_Source text:_

◆ ◆ ◆

Root Canal of the Apocalypse

By Sarah

I love slow news days because of articles like this one that appeared Sunday: a group of astronomers wants the U.N. to take action against an asteroid destined to hit and - possibly - destroy Earth on April 13, 2036. It was kind of odd, I thought, that they could narrow this collision down to a single day and so, following a hunch, I did a quick check and found, voila!, that April 13, 2036 will be Easter.

Impact Yup. This is the big one.

Actually, the big one comes as no surprise. I've been waiting for Armageddon and, frankly, I'm a little miffed it's taking this long.

After all, mine is a generation of nuclear age babies, weaned on the concept of mutually assured destruction. My mother was pregnant with me during the Cuban Missile Crisis. We watched Duck and Cover in fourth grade and, in college, our party song was Prince's 1999 where everyone had a bomb so let's have free sex. (Then AIDS had to come along and ruin all the fun.) Armageddon was nothing more than a backstage pass for all sorts of self-destructive behavior.

But it's funny how age screws with one's acceptance of total annihilation. Today I could care less whereas ten years ago the thought of an asteroid plunging into the world sent me running to my children's rooms with fears that we were all doomed.

It was a crystal clear night and Charlie and I, having found a rare opportunity for intimacy, had awakened to ....Well, whatever. The point is that during this moment, I looked out the window to see a HUGE STAR in the sky. At first, I thought it was a plane or maybe a trick of the eye, but no. This star was brilliant. And big. Oh-little-town-of-Bethlehem big.

I had a strange, creepy feeling that this was no ordinary star. This was the beginning of Armageddon. And what was I doing? Having sex! Oh, what a profligate I was.

Leaping from the bed, I ran downstairs to where our laptop was hooked up to the phone line (those days!) and found, much to my relief, that Christ had not come back to judge the living and theHale_bopp_1  dead, but that a comet called Hale-Bopp discovered by two amateur astronomers was passing by. It hung for days and seemed to perch on top of our house, its huge tail flying behind it. Neighbors stood in our driveway and took photos. It was truly the most spectacular thing I'd ever seen in the sky - better even than the guy who used to fly a bicycle over our house. (Long story.)

These days, though, my first thought about a comet plunging into Earth is - Does this mean I don't have to spend $7,000 on my teeth? That's right, you heard me. SEVEN GRAND! It's not like it's seven grand spent on a month traveling the world or a posh vacation in a Caribbean resort. No. This is seven grand spent on two root canals, bridgework, crowns, cavities, cleaning and teeth whitening.

◆ ◆ ◆

_Dataset records:_
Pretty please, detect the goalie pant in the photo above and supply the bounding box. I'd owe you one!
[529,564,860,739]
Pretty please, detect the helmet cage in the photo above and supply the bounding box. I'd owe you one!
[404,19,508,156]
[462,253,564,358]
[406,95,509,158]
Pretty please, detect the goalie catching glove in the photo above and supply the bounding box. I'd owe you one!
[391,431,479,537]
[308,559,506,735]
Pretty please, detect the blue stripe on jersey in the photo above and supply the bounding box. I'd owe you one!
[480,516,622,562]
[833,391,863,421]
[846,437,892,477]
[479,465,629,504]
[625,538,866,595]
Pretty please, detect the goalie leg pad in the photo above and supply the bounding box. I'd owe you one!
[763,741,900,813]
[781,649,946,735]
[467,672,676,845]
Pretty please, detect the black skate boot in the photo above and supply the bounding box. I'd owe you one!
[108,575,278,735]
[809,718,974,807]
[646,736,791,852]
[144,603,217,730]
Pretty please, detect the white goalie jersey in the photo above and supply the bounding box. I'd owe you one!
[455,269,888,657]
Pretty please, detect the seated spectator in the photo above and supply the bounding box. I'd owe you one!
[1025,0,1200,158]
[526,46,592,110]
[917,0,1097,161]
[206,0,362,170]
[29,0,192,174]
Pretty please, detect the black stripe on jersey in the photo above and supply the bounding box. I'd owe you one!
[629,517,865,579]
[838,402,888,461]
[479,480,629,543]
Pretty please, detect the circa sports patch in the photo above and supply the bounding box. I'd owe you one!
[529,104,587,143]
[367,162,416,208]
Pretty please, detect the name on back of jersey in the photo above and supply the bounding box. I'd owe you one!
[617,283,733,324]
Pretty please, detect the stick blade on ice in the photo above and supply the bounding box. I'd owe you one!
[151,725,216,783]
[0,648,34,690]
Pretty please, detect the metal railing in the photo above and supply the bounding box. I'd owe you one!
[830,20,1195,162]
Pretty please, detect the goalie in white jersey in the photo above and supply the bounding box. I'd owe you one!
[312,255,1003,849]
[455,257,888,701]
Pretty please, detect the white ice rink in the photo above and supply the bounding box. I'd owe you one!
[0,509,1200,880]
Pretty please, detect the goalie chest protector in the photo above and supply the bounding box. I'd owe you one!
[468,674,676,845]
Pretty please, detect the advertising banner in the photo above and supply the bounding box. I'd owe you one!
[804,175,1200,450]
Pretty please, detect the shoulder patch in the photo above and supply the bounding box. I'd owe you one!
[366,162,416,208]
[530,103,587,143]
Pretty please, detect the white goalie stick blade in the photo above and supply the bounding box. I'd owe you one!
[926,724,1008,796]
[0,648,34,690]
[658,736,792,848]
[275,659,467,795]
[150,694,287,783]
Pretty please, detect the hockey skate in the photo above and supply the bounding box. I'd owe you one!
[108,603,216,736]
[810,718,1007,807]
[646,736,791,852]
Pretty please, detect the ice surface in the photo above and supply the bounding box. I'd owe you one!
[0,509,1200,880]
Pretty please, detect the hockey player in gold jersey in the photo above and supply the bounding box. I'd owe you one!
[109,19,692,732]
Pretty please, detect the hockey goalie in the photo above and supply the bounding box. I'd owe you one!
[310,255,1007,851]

◆ ◆ ◆

_Challenge:_ Please answer from the source text above: what holiday falls on the date the asteroid is expected to hit Earth?

_Written answer:_ Easter, on April 13, 2036.